[Natural language region descriptions]
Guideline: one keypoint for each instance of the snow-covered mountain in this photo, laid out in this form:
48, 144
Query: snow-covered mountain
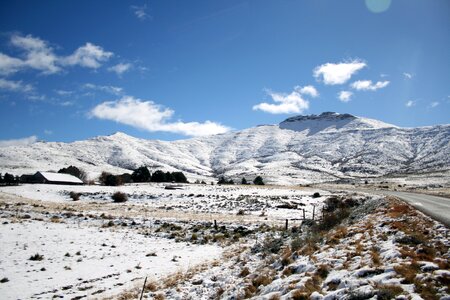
301, 149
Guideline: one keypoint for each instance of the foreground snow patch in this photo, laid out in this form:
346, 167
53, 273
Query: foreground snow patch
86, 261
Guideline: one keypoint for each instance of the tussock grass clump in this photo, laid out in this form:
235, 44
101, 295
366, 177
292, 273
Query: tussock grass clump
119, 197
408, 271
74, 196
244, 272
36, 257
322, 271
299, 295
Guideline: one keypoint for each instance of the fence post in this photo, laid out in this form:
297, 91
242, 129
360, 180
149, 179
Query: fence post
143, 288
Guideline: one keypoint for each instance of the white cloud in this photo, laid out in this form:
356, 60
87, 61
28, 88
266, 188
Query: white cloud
63, 92
410, 103
9, 65
367, 85
152, 117
104, 88
89, 56
345, 96
408, 75
140, 12
38, 55
119, 69
338, 73
19, 142
15, 86
307, 90
285, 103
434, 104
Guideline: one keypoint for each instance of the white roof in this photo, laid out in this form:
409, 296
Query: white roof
60, 177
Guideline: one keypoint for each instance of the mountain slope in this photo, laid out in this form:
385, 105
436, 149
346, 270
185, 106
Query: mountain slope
300, 149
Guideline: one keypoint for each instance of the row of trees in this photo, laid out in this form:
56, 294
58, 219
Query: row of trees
9, 179
142, 174
257, 181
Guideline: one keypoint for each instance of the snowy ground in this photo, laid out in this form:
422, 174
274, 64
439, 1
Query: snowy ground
95, 248
206, 199
83, 260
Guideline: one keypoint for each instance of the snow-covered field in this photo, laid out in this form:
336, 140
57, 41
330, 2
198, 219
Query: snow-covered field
86, 260
192, 198
94, 248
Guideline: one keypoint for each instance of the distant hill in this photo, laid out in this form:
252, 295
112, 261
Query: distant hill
301, 149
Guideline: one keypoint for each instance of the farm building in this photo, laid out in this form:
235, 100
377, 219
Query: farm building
55, 178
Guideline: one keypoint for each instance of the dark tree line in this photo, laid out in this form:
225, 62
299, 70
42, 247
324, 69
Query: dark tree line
142, 174
9, 179
257, 181
74, 171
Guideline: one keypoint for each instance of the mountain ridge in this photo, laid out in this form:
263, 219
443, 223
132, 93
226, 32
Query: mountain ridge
300, 149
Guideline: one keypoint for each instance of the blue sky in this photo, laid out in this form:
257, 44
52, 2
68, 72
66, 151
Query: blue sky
71, 70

_INSTRUCTIONS TO FOLLOW_
All records above are to be repeated exactly, with the images left out.

_REPLY_
Guideline: one keypoint for each instance of the snow-covered mountain in this photo, laid out in this form:
48, 144
Query: snow-covered mountain
301, 149
Guideline: one keypoint for each instance of the foreground snow patch in this photo, laid out in this form:
346, 167
53, 273
Query: foreground snow patch
86, 261
Guideline: one keypoint for each instance of the tussock grass clump in this photo, laid out in this form:
235, 44
101, 295
366, 177
292, 273
Query: tussock grass clump
119, 197
408, 271
74, 196
244, 272
36, 257
322, 271
299, 295
Guideline: one keypoint for each instance of the fence post in this photo, laid out in this form:
297, 91
242, 129
360, 180
149, 179
Query: fence post
143, 288
Guideline: one keypoint for each instance of the white cloud in this photo, laid out in this form:
356, 60
87, 61
28, 88
266, 188
Query: white cloud
63, 92
410, 103
9, 65
367, 85
152, 117
104, 88
89, 56
345, 96
408, 75
140, 12
38, 55
119, 69
338, 73
19, 142
15, 86
307, 90
285, 103
434, 104
Guideline: one keypoint for each instance of the white roof in this photo, laid out in this form:
409, 296
Query: white roof
60, 177
Guideline: one keypoint for each instance of the mountain slope in this photo, laid out in this form:
385, 105
436, 149
346, 270
185, 106
Query: mountain slope
300, 149
Guideline: one keypoint for each instance of the row of trees in this photo, laid out in this form:
56, 294
58, 219
Query: row of trees
9, 179
142, 174
257, 181
Guideline: one keypoint for each instance of the snowy ground in this photo, laid out in this form:
422, 174
274, 64
439, 1
Query: snowy ground
95, 248
206, 199
83, 260
Guideline: one keypoint for each instance of the snow-covered field in this photo, laid out in this form:
336, 140
57, 41
330, 2
198, 219
Query: snow-covered field
86, 260
192, 198
94, 248
Guideline: one keypoint for each instance of the distant hill in this photo, laid out in this form:
252, 295
112, 261
Query: distant hill
301, 149
Guideline: one keypoint for each instance of the farm building in this photo, laid out in this form:
235, 100
377, 219
Query: farm building
55, 178
Guideline: one keypoint for each instance of the dark tree line in this photo, laid out in this form:
225, 62
299, 70
42, 247
324, 69
Query: dark tree line
142, 174
9, 179
257, 181
74, 171
Guideline: one keypoint for each instance of the mountain ridge in this photo, laid out in this form:
263, 219
443, 223
132, 93
226, 32
Query: mountain ridge
300, 149
Guideline: one keypoint for each instance of the blue sky in this photo, laid out in this form:
257, 44
52, 2
68, 72
66, 151
Query: blue sky
71, 70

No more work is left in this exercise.